Set task — Rewrite the data below with every "reindeer" replaced by "snowman", keeping everything else identical. Omit the pictures from your output.

Exercise input —
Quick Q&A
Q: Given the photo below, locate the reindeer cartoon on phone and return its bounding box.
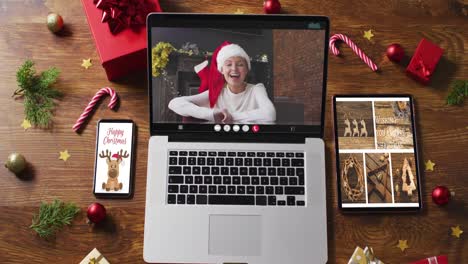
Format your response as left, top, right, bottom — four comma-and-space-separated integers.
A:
99, 149, 129, 191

Task answer —
Quick Q&A
Q: Given the photo below, locate the snowman cartoon on phone and return its bounding box.
Format your response as left, top, right, bottom — four comma-and-space-separated integers.
A:
99, 149, 129, 191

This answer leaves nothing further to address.